**Exercise directions**
In your copy, leave out the pictures; write out all the data exactly.
-------- Recorded data --------
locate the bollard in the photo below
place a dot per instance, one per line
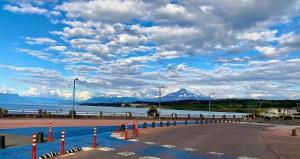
(136, 128)
(123, 127)
(2, 142)
(294, 132)
(50, 136)
(95, 138)
(153, 124)
(145, 125)
(33, 146)
(40, 137)
(62, 143)
(161, 124)
(126, 132)
(118, 128)
(168, 123)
--------
**Answer for the task**
locate the bollard in the photo below
place a dot per instance, one per line
(136, 128)
(123, 127)
(2, 142)
(294, 132)
(50, 136)
(95, 138)
(153, 124)
(145, 125)
(33, 146)
(40, 137)
(62, 143)
(161, 124)
(126, 132)
(118, 128)
(168, 123)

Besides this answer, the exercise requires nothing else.